- _AUFGABENSTELLUNG_
Welcher Spruchkörper hat laut der Entscheidung zur Schriftform bei langfristigen Mietverträgen das Urteil vom 25.2.2002 erlassen, gegen das sich die Revision der Klägerin richtet? Bitte antworten Sie in wenigen Wörtern.

- _BEREITGESTELLTER TEXT_
Entscheidungsstichwort (Thema)
Einhaltung Schriftform. Abschluss langfristiger Mietvertrag. Gesellschaft bürgerlichen Rechts. Ordentliche Kündigung. Mangelnde Vertretungsmacht. Auslegung Willenserklärung. Alleinvertretungsberechtigung. Gesamtvertretungsberechtigung
Leitsatz (amtlich)
Zur Einhaltung der Schriftform beim Abschluss eines langfristigen Mietvertrages durch einen für eine Gesellschaft bürgerlichen Rechts handelnden Vertreter.
Normenkette
BGB § 550 n. F
Verfahrensgang
Tenor
Die Revision der Klägerin gegen das Urteil des 3. Zivilsenats des OLG Rostock v. 25.2.2002 wird auf ihre Kosten zurückgewiesen.

- _ROHDATEN_

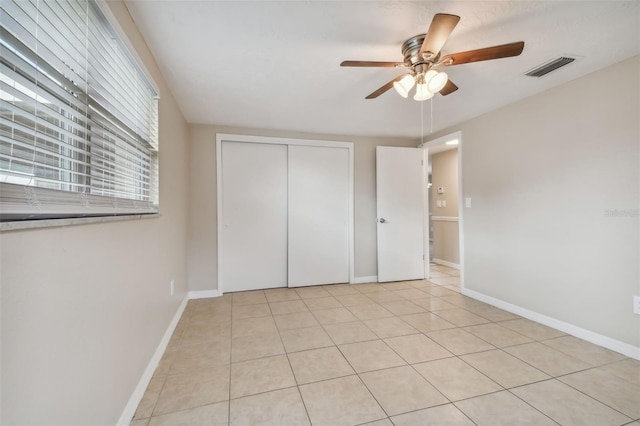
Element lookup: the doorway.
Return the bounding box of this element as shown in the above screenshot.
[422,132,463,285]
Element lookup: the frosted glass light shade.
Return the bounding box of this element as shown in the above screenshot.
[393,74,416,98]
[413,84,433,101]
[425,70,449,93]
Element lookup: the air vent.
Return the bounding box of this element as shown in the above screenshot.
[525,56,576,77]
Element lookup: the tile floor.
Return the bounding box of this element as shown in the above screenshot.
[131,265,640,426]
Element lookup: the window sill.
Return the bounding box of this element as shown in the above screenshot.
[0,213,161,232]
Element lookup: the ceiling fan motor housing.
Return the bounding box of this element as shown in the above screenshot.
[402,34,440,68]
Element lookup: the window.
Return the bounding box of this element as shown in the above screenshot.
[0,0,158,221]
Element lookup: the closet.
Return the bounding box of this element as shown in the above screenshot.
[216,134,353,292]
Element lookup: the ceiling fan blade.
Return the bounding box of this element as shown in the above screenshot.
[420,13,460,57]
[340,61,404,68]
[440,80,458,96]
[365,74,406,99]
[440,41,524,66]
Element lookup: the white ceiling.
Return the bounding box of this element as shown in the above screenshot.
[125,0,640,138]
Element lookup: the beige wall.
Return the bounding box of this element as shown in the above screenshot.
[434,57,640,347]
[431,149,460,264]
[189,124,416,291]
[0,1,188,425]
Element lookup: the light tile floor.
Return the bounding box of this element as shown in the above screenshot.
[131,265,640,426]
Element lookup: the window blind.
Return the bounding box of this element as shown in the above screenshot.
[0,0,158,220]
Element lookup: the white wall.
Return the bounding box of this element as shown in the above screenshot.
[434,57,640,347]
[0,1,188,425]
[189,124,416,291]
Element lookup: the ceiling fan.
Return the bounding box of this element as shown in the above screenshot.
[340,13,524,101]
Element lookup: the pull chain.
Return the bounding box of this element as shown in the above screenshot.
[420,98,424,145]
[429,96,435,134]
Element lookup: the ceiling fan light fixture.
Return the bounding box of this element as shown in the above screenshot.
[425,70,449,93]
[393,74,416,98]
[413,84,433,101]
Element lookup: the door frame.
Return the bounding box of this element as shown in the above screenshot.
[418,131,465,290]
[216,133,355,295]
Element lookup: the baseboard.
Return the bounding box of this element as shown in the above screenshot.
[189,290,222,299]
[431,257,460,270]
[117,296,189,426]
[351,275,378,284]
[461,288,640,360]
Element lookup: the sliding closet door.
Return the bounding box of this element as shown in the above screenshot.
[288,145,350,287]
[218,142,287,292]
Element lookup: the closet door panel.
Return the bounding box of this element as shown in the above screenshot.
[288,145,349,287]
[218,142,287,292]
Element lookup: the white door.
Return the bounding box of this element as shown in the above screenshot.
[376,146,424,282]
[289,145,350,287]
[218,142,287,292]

- _ÜBUNGSERGEBNIS_
Der 3. Zivilsenat des OLG Rostock.